ベトナムのカフェでは冷たいお茶を頼むと熱々のティーポッド一式と氷が満杯になったグラスが給支される。
氷が満杯のグラスに熱いお茶を少しずつ注いで飲む。
炎天下で歩き疲れた体に冷たいピーチティーが染み渡る。
そこからの劇場の眺めも素晴らしい。
その後タクシーを捕まえてハロン湾行のバスが出ているターミナルへ。
窓口で切符を買い、バスに乗り込む。
八割くらいバスに乗客が埋まっているが、なかなかバスは発車しない。
ターミナルの中で歩いている人にバスガイドが声をかけて少しでも多くの人を乗せようとする。
九割方席が埋まったところでようやく発車。
しかし300mほど進み、停車するはずのないバス停でまたしてもバスを待つ人に声をかける。
途中まででもよいから、なんとか人を乗せようとする。この時点でもう40分経過。先が思いやられる。

数人を乗せたところで発車。
バスが走っていてもガイドは道行く人に引っ切りなしに声をかける。そのたびにバスは速度を緩める。
さらに30分程経過しただろうか、植木を抱えてるおばちゃんの横でバスは停車。
まさか!そのまさかで、ガイドはそのおばちゃんが抱えている大きな植木をバスに積み込み始めた。
バスの中で植木の土埃が舞いちる。夢であってくれ。
バスと言ってもマイクロバス。スペースがたくさんあるわけじゃない。
もうギュウギュウ詰め。
それを見かねた30過ぎの女性がガイドに切れだす。
一時間くらい経過しただろうか。

= = = = = = =

* 課題内容
ハロン湾行きバスの道中を記した文書抜粋から、「ターミナルの中で歩いている人」から「植木をバスに積み込み始めた。」までを、「植木をバスに積み込み始めた。」も含めて一字一句変えずに再掲してください。

* データセット
= = = = = = =

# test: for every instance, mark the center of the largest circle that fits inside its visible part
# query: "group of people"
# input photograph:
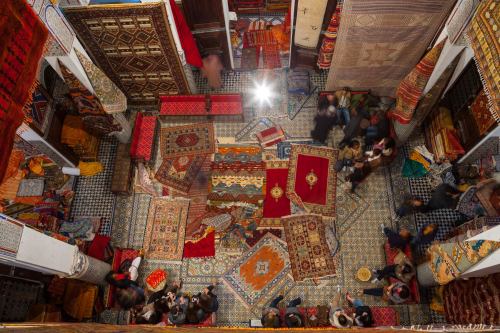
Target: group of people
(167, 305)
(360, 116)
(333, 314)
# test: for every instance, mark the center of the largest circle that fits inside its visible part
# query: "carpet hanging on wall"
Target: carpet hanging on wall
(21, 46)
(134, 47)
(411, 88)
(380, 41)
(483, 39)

= = = = = = =

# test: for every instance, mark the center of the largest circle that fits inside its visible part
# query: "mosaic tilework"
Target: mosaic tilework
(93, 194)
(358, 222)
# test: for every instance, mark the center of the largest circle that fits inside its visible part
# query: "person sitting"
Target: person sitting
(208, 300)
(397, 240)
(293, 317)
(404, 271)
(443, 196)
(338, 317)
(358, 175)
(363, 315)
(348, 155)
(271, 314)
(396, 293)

= = = = = = =

* 課題への回答
ターミナルの中で歩いている人にバスガイドが声をかけて少しでも多くの人を乗せようとする。
九割方席が埋まったところでようやく発車。
しかし300mほど進み、停車するはずのないバス停でまたしてもバスを待つ人に声をかける。
途中まででもよいから、なんとか人を乗せようとする。この時点でもう40分経過。先が思いやられる。

数人を乗せたところで発車。
バスが走っていてもガイドは道行く人に引っ切りなしに声をかける。そのたびにバスは速度を緩める。
さらに30分程経過しただろうか、植木を抱えてるおばちゃんの横でバスは停車。
まさか!そのまさかで、ガイドはそのおばちゃんが抱えている大きな植木をバスに積み込み始めた。